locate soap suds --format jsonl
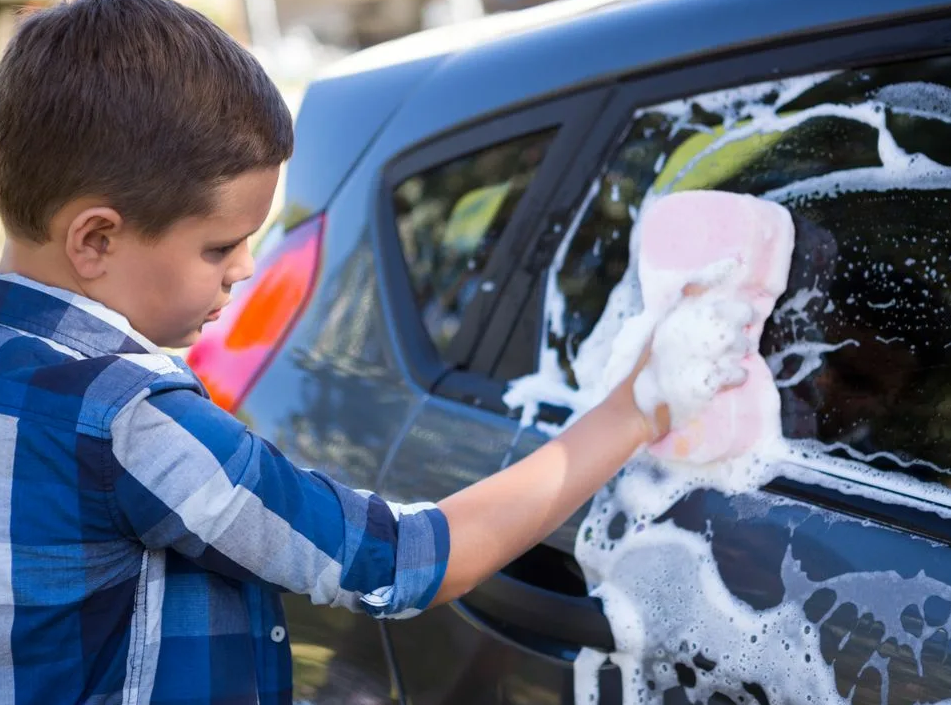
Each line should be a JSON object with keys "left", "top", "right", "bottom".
{"left": 576, "top": 523, "right": 843, "bottom": 705}
{"left": 503, "top": 67, "right": 951, "bottom": 704}
{"left": 631, "top": 288, "right": 752, "bottom": 429}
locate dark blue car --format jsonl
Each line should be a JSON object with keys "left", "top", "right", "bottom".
{"left": 188, "top": 0, "right": 951, "bottom": 702}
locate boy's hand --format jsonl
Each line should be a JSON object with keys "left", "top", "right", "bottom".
{"left": 604, "top": 336, "right": 671, "bottom": 442}
{"left": 605, "top": 279, "right": 749, "bottom": 446}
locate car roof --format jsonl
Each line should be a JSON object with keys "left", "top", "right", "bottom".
{"left": 291, "top": 0, "right": 951, "bottom": 213}
{"left": 318, "top": 0, "right": 623, "bottom": 80}
{"left": 383, "top": 0, "right": 951, "bottom": 142}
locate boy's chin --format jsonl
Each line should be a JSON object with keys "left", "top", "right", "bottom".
{"left": 161, "top": 328, "right": 202, "bottom": 351}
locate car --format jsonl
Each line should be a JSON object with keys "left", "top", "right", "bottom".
{"left": 186, "top": 0, "right": 951, "bottom": 702}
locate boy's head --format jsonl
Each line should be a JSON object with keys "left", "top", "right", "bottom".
{"left": 0, "top": 0, "right": 293, "bottom": 348}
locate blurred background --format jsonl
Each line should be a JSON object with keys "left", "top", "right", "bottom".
{"left": 0, "top": 0, "right": 553, "bottom": 98}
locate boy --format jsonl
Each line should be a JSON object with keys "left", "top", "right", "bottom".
{"left": 0, "top": 0, "right": 746, "bottom": 703}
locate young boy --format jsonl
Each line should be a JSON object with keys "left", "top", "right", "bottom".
{"left": 0, "top": 0, "right": 745, "bottom": 703}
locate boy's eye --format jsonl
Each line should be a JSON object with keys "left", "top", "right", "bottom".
{"left": 210, "top": 243, "right": 239, "bottom": 256}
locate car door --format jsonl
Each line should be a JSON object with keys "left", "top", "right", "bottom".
{"left": 489, "top": 12, "right": 951, "bottom": 705}
{"left": 370, "top": 91, "right": 629, "bottom": 704}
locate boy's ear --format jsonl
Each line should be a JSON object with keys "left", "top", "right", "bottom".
{"left": 64, "top": 207, "right": 124, "bottom": 280}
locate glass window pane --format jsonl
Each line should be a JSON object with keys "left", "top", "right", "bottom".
{"left": 393, "top": 129, "right": 557, "bottom": 357}
{"left": 544, "top": 56, "right": 951, "bottom": 479}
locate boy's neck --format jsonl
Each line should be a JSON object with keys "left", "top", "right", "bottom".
{"left": 0, "top": 239, "right": 87, "bottom": 298}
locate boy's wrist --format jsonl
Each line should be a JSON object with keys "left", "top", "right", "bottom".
{"left": 601, "top": 379, "right": 664, "bottom": 449}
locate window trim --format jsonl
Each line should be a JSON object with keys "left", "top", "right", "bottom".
{"left": 375, "top": 88, "right": 609, "bottom": 396}
{"left": 469, "top": 92, "right": 640, "bottom": 378}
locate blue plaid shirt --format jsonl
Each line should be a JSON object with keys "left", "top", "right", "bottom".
{"left": 0, "top": 274, "right": 450, "bottom": 705}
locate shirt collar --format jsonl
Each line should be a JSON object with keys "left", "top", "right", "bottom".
{"left": 0, "top": 273, "right": 163, "bottom": 357}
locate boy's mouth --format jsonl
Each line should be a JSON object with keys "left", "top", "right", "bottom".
{"left": 205, "top": 300, "right": 230, "bottom": 322}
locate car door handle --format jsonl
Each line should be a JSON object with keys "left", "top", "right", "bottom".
{"left": 456, "top": 546, "right": 615, "bottom": 652}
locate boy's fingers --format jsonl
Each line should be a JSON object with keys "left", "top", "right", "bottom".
{"left": 680, "top": 256, "right": 742, "bottom": 298}
{"left": 632, "top": 332, "right": 654, "bottom": 374}
{"left": 719, "top": 364, "right": 749, "bottom": 389}
{"left": 681, "top": 282, "right": 707, "bottom": 298}
{"left": 652, "top": 403, "right": 671, "bottom": 438}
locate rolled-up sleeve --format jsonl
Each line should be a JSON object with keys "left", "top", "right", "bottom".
{"left": 106, "top": 386, "right": 449, "bottom": 618}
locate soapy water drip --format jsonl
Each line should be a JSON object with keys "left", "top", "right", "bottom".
{"left": 778, "top": 546, "right": 951, "bottom": 705}
{"left": 771, "top": 284, "right": 823, "bottom": 325}
{"left": 767, "top": 340, "right": 858, "bottom": 389}
{"left": 505, "top": 179, "right": 604, "bottom": 427}
{"left": 501, "top": 68, "right": 951, "bottom": 705}
{"left": 788, "top": 439, "right": 951, "bottom": 481}
{"left": 545, "top": 179, "right": 601, "bottom": 341}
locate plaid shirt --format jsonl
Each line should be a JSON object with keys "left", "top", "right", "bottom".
{"left": 0, "top": 274, "right": 450, "bottom": 705}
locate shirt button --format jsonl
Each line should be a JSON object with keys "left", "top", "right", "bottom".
{"left": 270, "top": 626, "right": 286, "bottom": 643}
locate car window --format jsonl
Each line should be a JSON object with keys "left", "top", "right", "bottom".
{"left": 535, "top": 55, "right": 951, "bottom": 480}
{"left": 393, "top": 129, "right": 556, "bottom": 357}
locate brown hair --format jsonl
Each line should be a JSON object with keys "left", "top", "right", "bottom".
{"left": 0, "top": 0, "right": 294, "bottom": 243}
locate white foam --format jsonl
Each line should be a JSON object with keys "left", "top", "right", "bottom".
{"left": 867, "top": 298, "right": 896, "bottom": 309}
{"left": 633, "top": 288, "right": 752, "bottom": 428}
{"left": 874, "top": 82, "right": 951, "bottom": 123}
{"left": 500, "top": 68, "right": 951, "bottom": 704}
{"left": 575, "top": 521, "right": 844, "bottom": 705}
{"left": 651, "top": 72, "right": 837, "bottom": 127}
{"left": 655, "top": 86, "right": 951, "bottom": 205}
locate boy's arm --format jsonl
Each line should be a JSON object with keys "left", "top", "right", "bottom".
{"left": 108, "top": 386, "right": 449, "bottom": 618}
{"left": 107, "top": 367, "right": 656, "bottom": 617}
{"left": 109, "top": 328, "right": 682, "bottom": 619}
{"left": 432, "top": 374, "right": 655, "bottom": 605}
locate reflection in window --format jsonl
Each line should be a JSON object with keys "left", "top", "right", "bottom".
{"left": 546, "top": 56, "right": 951, "bottom": 478}
{"left": 393, "top": 130, "right": 556, "bottom": 357}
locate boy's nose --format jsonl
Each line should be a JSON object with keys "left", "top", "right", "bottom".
{"left": 228, "top": 245, "right": 255, "bottom": 285}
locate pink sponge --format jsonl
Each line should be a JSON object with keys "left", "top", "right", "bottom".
{"left": 637, "top": 191, "right": 795, "bottom": 464}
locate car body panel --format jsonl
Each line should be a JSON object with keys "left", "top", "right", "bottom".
{"left": 285, "top": 58, "right": 438, "bottom": 219}
{"left": 240, "top": 178, "right": 423, "bottom": 703}
{"left": 386, "top": 605, "right": 582, "bottom": 705}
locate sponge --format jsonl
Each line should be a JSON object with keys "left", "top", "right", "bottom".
{"left": 634, "top": 191, "right": 795, "bottom": 464}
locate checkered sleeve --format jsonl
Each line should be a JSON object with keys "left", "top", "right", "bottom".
{"left": 106, "top": 386, "right": 450, "bottom": 618}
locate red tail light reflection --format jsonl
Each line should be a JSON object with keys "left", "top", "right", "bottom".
{"left": 187, "top": 214, "right": 325, "bottom": 412}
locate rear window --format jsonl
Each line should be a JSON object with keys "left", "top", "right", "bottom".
{"left": 540, "top": 56, "right": 951, "bottom": 481}
{"left": 393, "top": 129, "right": 556, "bottom": 356}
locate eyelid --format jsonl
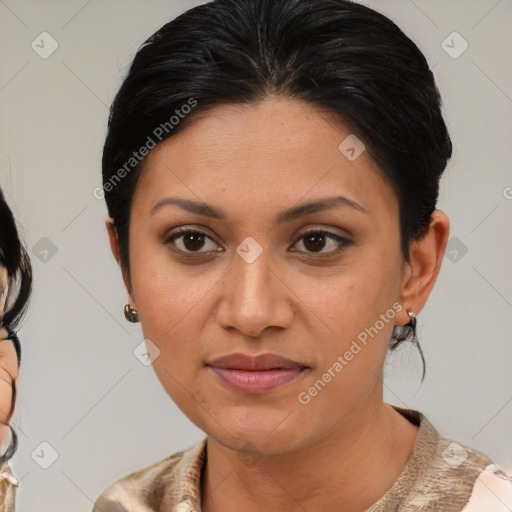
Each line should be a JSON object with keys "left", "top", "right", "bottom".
{"left": 164, "top": 225, "right": 218, "bottom": 243}
{"left": 296, "top": 225, "right": 352, "bottom": 242}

---------------

*TO DO:* Where a line of the entries holds the string "reflection", include it in the count, and give only the final number.

*SOLUTION TO THIS PROBLEM:* 2